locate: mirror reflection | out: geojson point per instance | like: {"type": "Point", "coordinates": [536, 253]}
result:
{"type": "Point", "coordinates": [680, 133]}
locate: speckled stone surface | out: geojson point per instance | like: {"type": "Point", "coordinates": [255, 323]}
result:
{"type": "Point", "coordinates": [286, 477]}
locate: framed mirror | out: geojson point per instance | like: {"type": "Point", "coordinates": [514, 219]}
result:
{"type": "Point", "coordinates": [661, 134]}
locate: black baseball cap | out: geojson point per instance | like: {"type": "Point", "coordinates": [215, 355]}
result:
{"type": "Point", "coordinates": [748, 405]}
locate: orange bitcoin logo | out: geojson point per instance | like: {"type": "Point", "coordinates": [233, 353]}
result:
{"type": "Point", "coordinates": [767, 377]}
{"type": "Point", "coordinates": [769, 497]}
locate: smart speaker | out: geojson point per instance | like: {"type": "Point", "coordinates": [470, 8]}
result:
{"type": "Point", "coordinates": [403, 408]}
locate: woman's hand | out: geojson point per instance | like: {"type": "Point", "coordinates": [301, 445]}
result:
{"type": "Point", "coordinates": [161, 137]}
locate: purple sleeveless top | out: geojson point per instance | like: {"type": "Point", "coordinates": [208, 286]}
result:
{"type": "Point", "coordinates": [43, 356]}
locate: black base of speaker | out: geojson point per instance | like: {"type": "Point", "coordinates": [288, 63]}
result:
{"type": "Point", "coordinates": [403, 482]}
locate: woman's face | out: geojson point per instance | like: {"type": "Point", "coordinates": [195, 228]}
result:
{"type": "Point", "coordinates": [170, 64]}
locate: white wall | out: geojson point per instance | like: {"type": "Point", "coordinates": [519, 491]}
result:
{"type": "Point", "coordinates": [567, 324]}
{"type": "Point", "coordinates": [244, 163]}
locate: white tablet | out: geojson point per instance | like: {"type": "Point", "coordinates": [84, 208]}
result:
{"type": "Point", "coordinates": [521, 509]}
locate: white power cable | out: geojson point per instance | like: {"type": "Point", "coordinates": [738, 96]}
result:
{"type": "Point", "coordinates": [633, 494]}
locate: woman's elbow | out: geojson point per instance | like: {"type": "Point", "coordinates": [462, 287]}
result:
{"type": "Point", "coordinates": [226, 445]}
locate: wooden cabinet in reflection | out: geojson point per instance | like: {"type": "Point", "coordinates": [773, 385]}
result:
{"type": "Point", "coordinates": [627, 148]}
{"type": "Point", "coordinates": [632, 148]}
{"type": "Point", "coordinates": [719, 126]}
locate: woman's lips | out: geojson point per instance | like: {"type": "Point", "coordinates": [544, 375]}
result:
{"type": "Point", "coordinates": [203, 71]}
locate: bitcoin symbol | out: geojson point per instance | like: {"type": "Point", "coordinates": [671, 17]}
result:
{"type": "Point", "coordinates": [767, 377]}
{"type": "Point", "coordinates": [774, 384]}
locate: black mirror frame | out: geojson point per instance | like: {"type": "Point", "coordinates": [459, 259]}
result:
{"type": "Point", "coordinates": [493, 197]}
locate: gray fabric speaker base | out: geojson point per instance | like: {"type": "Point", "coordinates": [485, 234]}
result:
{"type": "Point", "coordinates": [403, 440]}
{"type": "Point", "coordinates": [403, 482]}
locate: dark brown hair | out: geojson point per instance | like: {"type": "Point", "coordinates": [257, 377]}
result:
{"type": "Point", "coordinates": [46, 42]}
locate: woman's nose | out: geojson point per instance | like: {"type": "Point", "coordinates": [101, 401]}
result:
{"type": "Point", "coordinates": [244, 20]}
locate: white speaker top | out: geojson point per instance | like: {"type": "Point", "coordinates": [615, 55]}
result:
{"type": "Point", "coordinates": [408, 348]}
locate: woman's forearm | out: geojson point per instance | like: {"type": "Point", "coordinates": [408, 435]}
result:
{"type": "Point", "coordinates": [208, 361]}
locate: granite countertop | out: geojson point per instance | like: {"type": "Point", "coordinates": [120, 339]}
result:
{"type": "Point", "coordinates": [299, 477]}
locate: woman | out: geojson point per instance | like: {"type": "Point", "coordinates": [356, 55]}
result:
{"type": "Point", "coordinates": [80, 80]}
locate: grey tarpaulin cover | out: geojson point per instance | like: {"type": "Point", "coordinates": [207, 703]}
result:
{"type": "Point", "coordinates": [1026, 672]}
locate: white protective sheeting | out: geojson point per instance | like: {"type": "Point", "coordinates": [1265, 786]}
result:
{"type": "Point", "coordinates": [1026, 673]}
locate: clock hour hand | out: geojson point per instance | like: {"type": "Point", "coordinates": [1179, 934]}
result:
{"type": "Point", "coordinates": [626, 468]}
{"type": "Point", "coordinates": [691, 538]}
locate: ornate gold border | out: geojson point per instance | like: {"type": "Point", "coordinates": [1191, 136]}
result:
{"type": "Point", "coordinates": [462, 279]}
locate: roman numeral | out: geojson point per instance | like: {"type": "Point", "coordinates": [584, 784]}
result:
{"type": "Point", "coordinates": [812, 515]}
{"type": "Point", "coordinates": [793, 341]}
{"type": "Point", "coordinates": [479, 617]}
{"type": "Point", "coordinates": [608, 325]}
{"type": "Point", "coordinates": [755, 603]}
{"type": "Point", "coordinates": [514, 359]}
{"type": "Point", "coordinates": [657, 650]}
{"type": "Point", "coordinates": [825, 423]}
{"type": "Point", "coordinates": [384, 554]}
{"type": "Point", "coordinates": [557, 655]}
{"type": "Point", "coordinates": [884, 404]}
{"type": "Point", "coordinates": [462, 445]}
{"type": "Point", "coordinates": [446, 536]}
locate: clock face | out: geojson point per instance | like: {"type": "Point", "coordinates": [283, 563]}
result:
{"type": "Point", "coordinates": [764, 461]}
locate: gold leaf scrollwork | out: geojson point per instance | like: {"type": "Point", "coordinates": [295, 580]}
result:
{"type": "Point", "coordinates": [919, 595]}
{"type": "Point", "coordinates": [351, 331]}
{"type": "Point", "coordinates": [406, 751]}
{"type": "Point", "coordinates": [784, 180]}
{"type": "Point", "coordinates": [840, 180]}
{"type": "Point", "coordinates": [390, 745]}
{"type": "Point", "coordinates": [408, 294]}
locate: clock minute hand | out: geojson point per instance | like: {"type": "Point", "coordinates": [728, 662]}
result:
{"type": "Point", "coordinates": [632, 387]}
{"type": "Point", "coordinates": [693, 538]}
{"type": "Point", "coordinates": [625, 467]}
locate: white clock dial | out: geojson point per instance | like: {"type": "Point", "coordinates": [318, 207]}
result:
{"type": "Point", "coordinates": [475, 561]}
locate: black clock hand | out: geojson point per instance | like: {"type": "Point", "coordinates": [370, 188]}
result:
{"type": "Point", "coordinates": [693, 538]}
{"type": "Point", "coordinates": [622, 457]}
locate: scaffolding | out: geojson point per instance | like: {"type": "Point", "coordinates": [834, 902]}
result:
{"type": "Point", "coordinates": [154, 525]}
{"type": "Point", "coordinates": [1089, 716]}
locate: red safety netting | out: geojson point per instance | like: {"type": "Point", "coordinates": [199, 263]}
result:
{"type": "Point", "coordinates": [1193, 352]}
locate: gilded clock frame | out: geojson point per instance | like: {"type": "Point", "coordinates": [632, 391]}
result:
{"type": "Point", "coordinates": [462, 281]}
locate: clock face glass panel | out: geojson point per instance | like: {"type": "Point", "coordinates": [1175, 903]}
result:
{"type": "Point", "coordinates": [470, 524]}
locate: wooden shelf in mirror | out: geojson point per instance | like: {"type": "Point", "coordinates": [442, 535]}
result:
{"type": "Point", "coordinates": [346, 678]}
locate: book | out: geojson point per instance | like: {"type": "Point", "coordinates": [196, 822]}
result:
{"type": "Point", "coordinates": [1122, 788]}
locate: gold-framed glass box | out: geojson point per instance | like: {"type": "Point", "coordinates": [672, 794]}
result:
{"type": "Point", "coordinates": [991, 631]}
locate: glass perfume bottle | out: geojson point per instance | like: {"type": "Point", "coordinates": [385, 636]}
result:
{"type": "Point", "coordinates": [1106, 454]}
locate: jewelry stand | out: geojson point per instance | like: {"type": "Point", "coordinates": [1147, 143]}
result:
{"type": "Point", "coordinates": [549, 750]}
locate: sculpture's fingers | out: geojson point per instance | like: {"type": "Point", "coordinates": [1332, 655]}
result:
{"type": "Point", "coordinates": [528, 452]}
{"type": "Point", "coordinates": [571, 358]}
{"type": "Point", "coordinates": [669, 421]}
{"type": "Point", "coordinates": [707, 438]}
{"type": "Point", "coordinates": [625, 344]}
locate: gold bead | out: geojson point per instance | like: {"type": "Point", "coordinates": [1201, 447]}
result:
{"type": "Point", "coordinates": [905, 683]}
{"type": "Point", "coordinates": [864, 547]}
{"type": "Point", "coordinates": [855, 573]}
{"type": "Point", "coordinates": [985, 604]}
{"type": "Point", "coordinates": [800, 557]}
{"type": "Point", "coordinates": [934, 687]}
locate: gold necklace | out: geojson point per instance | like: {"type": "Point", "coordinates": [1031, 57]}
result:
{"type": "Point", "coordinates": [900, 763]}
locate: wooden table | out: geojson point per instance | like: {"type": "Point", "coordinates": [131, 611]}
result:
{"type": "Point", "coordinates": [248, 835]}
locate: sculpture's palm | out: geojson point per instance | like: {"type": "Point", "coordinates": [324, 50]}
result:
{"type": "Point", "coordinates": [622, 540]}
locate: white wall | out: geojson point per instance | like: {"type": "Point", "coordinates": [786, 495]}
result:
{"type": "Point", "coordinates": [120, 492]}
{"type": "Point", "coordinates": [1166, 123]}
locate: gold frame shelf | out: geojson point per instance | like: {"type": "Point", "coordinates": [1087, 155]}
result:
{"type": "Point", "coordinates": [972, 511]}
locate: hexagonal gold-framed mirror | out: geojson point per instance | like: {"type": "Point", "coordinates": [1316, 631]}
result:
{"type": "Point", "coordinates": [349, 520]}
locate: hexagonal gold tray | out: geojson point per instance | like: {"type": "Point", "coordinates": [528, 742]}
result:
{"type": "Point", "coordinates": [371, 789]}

INSTRUCTIONS FOR THE TASK -> Quote every line from the line containing "locate: gold frame" through the closing line of the listing, including both.

SOLUTION TO THIS EXERCISE ->
locate: gold frame shelf | out: geojson point per instance | like: {"type": "Point", "coordinates": [1087, 155]}
result:
{"type": "Point", "coordinates": [972, 511]}
locate: hexagonal gold-framed mirror | out: geojson point per instance | like: {"type": "Point", "coordinates": [1316, 631]}
result:
{"type": "Point", "coordinates": [349, 520]}
locate: hexagonal gold tray | out: geojson point per instance | like: {"type": "Point", "coordinates": [528, 742]}
result:
{"type": "Point", "coordinates": [371, 789]}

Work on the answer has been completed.